Task details:
Retype the tail of the data exactly, starting at the line containing "Each instance of the brown" and stopping at the last line.

Entries taken from a collection
** Start **
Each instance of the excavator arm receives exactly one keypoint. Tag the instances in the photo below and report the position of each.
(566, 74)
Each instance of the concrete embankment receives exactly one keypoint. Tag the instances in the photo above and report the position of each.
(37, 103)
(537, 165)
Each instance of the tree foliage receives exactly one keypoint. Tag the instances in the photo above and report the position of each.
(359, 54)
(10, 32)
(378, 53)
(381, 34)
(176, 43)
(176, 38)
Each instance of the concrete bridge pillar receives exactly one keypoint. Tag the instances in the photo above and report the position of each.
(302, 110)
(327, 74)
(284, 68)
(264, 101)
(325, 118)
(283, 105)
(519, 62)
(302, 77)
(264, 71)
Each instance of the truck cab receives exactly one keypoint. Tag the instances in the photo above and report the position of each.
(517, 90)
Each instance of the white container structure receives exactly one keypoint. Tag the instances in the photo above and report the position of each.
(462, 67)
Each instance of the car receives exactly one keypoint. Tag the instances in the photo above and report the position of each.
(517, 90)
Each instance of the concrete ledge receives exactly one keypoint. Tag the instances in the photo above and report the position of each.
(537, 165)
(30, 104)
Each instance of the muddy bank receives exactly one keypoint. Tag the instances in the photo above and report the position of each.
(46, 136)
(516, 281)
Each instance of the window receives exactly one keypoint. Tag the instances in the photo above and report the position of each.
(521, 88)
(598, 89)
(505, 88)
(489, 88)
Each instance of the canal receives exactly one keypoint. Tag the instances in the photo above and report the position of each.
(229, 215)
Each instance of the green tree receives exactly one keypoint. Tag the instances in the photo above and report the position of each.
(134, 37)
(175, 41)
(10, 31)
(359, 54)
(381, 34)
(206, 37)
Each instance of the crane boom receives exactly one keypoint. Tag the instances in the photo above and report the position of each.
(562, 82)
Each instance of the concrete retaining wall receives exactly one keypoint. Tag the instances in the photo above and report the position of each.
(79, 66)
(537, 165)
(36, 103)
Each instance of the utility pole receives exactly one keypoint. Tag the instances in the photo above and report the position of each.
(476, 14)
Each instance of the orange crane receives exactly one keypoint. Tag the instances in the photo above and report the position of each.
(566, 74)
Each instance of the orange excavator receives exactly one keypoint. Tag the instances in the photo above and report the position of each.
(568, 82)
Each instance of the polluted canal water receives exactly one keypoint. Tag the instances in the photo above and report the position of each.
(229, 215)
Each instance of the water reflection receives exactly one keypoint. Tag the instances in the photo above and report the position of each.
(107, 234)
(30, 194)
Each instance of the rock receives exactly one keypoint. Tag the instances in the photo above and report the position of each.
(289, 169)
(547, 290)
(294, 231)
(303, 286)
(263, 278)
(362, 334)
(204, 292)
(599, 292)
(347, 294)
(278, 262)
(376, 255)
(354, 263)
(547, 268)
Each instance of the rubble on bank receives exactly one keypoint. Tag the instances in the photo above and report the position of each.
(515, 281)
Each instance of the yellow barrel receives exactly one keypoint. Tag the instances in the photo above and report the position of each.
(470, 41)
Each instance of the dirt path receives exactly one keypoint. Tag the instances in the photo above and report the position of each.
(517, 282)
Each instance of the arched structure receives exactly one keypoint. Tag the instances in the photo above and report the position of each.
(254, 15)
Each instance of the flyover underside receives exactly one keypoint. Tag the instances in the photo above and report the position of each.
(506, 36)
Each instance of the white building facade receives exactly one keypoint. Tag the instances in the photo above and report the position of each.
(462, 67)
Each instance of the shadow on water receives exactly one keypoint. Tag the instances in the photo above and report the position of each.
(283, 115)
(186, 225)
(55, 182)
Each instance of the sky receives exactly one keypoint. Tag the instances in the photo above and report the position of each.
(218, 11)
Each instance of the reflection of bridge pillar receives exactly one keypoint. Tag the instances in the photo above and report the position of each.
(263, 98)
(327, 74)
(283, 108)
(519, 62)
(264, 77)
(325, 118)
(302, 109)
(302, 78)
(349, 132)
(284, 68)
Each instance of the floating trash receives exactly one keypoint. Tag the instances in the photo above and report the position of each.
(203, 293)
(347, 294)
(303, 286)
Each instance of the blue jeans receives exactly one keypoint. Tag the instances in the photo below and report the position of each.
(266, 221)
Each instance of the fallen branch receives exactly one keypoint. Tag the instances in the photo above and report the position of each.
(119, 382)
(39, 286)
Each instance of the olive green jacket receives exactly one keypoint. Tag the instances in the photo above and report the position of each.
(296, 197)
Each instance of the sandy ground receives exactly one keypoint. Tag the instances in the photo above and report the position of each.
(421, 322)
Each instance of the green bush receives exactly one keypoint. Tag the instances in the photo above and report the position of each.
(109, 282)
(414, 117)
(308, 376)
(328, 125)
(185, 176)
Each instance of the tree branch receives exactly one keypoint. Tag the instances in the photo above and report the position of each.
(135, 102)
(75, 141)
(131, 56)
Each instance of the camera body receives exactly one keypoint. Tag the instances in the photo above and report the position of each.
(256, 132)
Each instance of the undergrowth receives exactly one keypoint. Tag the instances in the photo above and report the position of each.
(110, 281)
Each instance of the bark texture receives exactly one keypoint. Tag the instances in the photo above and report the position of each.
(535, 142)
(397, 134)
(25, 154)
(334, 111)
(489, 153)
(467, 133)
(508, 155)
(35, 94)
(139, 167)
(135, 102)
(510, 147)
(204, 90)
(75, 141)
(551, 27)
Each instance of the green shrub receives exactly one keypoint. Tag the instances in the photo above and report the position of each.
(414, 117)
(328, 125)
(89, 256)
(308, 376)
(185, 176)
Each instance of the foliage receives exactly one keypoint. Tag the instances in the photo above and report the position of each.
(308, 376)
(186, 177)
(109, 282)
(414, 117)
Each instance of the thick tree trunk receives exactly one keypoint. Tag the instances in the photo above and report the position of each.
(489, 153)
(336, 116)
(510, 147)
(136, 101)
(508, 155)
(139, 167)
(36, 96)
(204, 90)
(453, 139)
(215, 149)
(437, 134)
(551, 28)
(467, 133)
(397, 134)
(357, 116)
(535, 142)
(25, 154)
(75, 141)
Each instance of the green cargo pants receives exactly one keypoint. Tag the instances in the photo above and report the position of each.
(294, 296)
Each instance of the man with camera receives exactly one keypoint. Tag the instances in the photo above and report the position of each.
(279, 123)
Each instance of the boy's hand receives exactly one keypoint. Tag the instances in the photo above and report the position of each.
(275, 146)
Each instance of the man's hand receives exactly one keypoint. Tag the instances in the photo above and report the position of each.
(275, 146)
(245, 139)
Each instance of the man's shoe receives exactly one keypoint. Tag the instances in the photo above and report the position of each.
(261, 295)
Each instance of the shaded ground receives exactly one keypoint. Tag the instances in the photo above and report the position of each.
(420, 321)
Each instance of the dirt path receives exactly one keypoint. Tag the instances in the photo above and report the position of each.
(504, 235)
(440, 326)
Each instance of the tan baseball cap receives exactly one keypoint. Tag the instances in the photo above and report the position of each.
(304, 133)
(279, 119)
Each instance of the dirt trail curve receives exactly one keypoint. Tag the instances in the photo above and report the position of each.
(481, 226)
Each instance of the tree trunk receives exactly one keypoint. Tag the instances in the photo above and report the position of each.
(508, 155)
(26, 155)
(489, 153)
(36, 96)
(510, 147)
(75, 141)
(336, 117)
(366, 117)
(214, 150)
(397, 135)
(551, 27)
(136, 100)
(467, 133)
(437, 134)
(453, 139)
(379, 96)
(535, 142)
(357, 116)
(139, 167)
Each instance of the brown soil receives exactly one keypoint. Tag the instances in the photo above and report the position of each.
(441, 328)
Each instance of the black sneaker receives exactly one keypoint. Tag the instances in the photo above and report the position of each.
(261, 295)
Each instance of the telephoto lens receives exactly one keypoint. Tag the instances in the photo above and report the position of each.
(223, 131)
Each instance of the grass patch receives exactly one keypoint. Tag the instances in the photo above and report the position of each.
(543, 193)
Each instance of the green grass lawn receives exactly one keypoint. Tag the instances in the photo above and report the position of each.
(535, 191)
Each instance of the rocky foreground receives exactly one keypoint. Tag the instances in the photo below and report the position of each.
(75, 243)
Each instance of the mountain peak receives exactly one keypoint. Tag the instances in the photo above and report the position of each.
** End **
Response to this task:
Each instance of the brown soil receives exactly one keypoint. Tag the instances in the photo above and report the position of each.
(441, 328)
Each instance of the black sneaker receives exactly one keypoint. Tag the instances in the photo above and report the position of each.
(261, 295)
Each instance of the telephoto lens receives exactly one keypoint. Tag the instances in the photo above and report the position of each.
(223, 131)
Each instance of the grass patch receives exactly one keypoint. Tag the instances in the photo above and report the position of each.
(543, 193)
Each instance of the green grass lawn receives exactly one keypoint. Tag the instances in the photo above and report the position of each.
(535, 191)
Each instance of the rocky foreground receives exactly one keypoint. Tag the instances in the photo below and report the position of each.
(75, 243)
Each instance of the mountain peak receives exactly one keypoint. Tag the instances in the photo above and report the position of each.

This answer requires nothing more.